#### Work item
Reproduce all the entries exactly.
◇ ◇ ◇ ◇
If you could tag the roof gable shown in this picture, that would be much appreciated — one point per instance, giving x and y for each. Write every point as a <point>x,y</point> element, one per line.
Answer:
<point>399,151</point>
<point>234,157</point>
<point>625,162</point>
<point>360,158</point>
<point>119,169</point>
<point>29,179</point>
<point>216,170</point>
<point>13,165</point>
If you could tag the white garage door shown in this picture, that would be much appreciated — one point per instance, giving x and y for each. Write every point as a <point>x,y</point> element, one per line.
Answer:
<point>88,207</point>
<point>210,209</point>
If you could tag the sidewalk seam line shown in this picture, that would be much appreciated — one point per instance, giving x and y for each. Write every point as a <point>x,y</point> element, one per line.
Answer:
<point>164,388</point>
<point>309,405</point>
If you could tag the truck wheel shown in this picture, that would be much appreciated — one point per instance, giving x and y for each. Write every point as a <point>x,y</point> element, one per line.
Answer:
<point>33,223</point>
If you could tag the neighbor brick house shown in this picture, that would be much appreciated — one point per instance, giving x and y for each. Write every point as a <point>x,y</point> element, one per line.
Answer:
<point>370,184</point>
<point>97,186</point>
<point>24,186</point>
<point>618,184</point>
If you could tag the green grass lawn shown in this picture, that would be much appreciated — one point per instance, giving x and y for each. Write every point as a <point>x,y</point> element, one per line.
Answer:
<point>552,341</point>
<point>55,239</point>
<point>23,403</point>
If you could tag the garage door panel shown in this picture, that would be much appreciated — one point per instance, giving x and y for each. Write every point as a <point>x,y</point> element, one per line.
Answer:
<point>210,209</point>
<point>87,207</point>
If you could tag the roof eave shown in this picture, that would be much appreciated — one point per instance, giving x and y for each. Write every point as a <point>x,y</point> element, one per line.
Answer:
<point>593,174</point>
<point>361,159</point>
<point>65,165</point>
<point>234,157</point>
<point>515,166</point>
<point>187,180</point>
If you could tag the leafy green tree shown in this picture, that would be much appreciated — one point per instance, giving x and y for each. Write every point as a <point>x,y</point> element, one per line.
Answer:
◇ ◇ ◇ ◇
#### Response to the task
If you could tag the roof gable shown in this picture, that would be much appreciated — one point per instance, giving x and y for each. Write every point as a <point>x,y</point> element, one per line.
Answer:
<point>399,151</point>
<point>234,157</point>
<point>625,162</point>
<point>360,158</point>
<point>119,169</point>
<point>29,179</point>
<point>216,170</point>
<point>13,165</point>
If you could tag the white garage door shown in this picture, that would be much appreciated — one point per instance, giving x and y for each. Write every point as a <point>x,y</point> element, one per line.
Answer:
<point>88,207</point>
<point>210,209</point>
If you could tag the sidewalk seam line shown in this picture, that would be much appreciated — one point per instance, giving x and y for each. Write every point as a <point>x,y</point> element, one per line.
Answer:
<point>164,388</point>
<point>309,405</point>
If you could tag the truck wheel shown in this picture, that would be much appreciated — one point per instance, giving x and y for each. Write every point as a <point>x,y</point> element, one per line.
Answer:
<point>33,223</point>
If you could tag the neighbor brick house shown in this picture, that would be much appreciated — one point per instance, giving x and y for each. Write every point as a <point>x,y</point> element, one per line.
Answer:
<point>370,184</point>
<point>97,186</point>
<point>24,186</point>
<point>618,184</point>
If you could tag the green grass lawn shown in this picture, that would be much appreciated — one point per instance, giving x and y for each. Write every point as a <point>x,y</point> element, one per line.
Answer:
<point>552,341</point>
<point>55,239</point>
<point>23,403</point>
If you could tag the garage door panel shown in this picture, that would be much appreciated — one point per instance, giving x and y for each. Write every point as a <point>x,y</point> element, one per line.
Answer:
<point>210,209</point>
<point>87,207</point>
If you could tag the roof eave shown in this picture, that would be much appreciated — one point per instance, giving x and y for each. Write every point as a <point>x,y</point> element, one per line.
Answer:
<point>593,174</point>
<point>361,159</point>
<point>65,165</point>
<point>234,157</point>
<point>515,166</point>
<point>187,180</point>
If you could tag the leafy green tree shown in this picture, that would be much appreciated — one point per instance, giving x and y for each. Write every point as a <point>x,y</point> element, one per line.
Answer:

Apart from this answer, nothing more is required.